_Exercise text_
What was lost amidst all the back-and-forth between him and Daryl Morey is that it's not about winning a news cycle or even winning an off-season and getting a leg up in the short term. Building an elite team in the modern NBA requires long-term vision, the ability to look 3-4 years down the road and the patience not to hurry the process along when things aren't going your way immediately. Just look at how the Warriors have developed Draymond Green, Klay Thompson and Harrison Barnes or how the Bulls have turned Jimmy Butler, Nikola Mirotic and Taj Gibson into high-level players. The equivalent of what Dallas has been doing over the last few years has been chasing get rich quick schemes.
Forget Jones, Motiejunas and Patrick Beverley, maybe the three biggest feathers in the cap for Houston's ability to target undervalued young guys and develop them into good NBA players. All you have to do to see the difference between how the Mavs and Rockets treat young players is to look at Clint Capela and Dwight Powell. Was Capela a huge factor for Houston in this series? No. Did he hold his own when Howard was in foul trouble? For the most part, yes. Powell probably could have held his own too, but the Mavs were more concerned with giving Amar'e Stoudemire all the minutes he could handle because he was a vet who had been through the wars.
What they don't seem to realize is the only reason veterans have been through the wars is some team took a chance on them a long time ago. Capela should benefit from these early minutes and develop into a solid backup 5 over the next 2-3 years while Amar'e will probably be in China at that point. Maybe Dwight Powell will be good or maybe he won't, but when you are losing in the first-round every season there's no reason you should kid yourself about how you can't afford to look long-term or think big picture. The Rockets are proof that a well-run organization can walk and chew gum at the same time in terms of trying to win now while still keeping one eye on the future.
Houston won the first round series in 2015 because of decisions they made in 2012, 2013 and 2014. It took time for Terrence Jones to become who he is now. Just look at how his 3-poing percentage has improved in each season in the league -- that isn't an accident. They have been working with him on his jumper because they know it will make him a more valuable player. Dallas was making decisions in those seasons to maximize the results in the moment and worrying about the future when it got there. The problem for them is the next morning always comes and the bill always comes due for decisions you made the night before. The scary thing is the Rockets are the 2 seed and they should be even better next season because of internal improvement -- the Mavs are the 7 seed and they are going to have move mountains in free agency just to stay where they are. The gap between these two franchises is getting bigger, not shrinking.
If living well is the best revenge, Gersson Rosas has to be feeling pretty good right now.

_Record set_
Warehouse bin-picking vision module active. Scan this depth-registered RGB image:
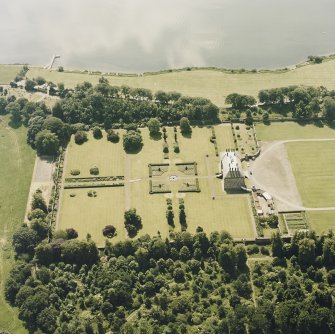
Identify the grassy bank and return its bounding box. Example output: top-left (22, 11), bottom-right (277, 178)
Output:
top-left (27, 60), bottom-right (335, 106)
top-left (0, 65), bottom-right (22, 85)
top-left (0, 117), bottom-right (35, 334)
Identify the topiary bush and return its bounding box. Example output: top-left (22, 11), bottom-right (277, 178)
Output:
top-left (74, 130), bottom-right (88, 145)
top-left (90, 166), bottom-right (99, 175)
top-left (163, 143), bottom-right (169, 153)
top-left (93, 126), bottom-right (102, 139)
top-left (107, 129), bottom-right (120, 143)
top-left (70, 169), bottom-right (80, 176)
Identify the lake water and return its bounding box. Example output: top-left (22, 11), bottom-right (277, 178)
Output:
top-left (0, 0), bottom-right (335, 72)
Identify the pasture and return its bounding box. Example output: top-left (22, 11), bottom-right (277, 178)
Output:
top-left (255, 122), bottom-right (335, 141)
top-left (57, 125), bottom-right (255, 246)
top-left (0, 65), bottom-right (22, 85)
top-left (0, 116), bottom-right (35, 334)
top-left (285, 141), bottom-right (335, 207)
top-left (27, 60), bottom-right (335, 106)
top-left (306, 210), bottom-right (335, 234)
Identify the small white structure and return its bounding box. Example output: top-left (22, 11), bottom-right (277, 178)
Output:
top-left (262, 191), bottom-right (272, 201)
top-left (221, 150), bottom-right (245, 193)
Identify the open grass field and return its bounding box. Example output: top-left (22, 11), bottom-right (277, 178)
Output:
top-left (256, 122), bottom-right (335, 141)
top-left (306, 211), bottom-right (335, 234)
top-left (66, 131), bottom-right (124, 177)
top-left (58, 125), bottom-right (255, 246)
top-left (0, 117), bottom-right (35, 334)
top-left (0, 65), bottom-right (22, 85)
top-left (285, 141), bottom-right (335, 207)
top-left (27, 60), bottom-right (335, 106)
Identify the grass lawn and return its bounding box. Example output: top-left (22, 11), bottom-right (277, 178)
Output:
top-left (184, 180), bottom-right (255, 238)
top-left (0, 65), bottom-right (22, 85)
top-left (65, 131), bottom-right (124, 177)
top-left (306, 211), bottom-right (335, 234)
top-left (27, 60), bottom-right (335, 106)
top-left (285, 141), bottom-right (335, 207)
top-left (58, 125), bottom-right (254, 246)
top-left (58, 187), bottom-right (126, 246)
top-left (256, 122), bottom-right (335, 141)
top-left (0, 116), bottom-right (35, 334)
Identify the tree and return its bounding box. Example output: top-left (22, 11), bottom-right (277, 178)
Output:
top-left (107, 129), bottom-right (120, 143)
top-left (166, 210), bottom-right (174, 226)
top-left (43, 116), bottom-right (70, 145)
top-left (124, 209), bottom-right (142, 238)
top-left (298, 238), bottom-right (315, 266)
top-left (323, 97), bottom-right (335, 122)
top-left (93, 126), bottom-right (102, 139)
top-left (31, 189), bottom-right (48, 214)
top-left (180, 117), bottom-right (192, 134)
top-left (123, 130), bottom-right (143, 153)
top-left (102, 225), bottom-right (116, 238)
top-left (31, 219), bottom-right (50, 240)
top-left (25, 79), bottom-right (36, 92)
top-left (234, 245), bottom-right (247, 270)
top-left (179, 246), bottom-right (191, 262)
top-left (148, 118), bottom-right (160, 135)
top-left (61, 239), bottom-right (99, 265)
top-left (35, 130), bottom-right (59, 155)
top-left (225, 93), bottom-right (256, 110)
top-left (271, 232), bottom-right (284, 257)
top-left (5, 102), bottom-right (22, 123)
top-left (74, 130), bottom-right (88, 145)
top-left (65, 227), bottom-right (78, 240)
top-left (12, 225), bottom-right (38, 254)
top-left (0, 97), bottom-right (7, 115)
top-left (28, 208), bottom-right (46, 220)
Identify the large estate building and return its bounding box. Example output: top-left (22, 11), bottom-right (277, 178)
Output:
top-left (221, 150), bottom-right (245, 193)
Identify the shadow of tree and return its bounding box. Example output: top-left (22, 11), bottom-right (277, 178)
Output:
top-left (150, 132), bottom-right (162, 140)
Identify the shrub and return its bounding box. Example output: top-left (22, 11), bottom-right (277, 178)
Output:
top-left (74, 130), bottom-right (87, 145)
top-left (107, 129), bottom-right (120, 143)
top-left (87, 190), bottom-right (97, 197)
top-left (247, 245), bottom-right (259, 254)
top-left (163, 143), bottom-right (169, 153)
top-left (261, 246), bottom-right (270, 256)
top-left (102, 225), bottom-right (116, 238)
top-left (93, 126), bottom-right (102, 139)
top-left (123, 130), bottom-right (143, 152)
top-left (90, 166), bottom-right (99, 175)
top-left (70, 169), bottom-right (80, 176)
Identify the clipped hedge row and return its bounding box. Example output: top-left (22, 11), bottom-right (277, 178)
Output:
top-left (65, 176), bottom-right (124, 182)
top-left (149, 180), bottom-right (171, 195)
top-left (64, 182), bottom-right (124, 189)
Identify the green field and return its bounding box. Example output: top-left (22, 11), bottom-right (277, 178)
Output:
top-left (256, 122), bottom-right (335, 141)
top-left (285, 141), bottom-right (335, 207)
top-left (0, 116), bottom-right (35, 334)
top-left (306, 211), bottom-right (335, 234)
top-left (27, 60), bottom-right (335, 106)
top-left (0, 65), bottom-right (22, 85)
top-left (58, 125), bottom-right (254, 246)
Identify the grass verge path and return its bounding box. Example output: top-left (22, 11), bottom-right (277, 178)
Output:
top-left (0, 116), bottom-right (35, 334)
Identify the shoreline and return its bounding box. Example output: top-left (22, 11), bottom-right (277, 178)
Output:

_Using the information_
a – Translate this sentence from the basketball article into Spanish: "The gap between these two franchises is getting bigger, not shrinking."
b – Copy the basketball article word for word from "Forget Jones, Motiejunas" up to and including "through the wars.".
The entries come from a different source than the basketball article.

_Written responses_
a – La brecha entre estas dos franquicias se está haciendo más grande, no más pequeña.

b –
Forget Jones, Motiejunas and Patrick Beverley, maybe the three biggest feathers in the cap for Houston's ability to target undervalued young guys and develop them into good NBA players. All you have to do to see the difference between how the Mavs and Rockets treat young players is to look at Clint Capela and Dwight Powell. Was Capela a huge factor for Houston in this series? No. Did he hold his own when Howard was in foul trouble? For the most part, yes. Powell probably could have held his own too, but the Mavs were more concerned with giving Amar'e Stoudemire all the minutes he could handle because he was a vet who had been through the wars.